Tally the lines of the records that contain the string "blue". Give only the resulting number.

::::::

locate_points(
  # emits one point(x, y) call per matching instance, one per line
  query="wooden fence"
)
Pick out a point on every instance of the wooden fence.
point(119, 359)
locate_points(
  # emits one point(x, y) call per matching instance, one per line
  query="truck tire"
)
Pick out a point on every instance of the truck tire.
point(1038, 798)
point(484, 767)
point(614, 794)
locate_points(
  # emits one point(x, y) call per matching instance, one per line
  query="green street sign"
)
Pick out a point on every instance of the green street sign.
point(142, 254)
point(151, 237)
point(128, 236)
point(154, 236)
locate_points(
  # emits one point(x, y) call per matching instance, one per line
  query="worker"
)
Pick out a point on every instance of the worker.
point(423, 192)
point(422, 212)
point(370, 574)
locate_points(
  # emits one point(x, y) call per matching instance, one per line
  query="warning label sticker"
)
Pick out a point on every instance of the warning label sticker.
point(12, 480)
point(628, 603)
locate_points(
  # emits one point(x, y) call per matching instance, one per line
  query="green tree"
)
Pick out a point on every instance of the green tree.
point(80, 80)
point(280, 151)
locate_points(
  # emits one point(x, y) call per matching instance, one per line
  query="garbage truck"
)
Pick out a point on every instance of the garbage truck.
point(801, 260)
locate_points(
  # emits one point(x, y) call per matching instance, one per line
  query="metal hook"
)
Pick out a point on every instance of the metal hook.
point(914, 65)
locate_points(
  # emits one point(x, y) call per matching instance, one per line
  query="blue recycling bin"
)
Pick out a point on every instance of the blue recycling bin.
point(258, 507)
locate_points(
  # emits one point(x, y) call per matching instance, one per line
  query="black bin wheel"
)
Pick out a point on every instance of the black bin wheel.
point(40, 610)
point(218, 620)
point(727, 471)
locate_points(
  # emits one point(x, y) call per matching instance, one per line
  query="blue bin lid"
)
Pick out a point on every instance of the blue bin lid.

::::::

Task response:
4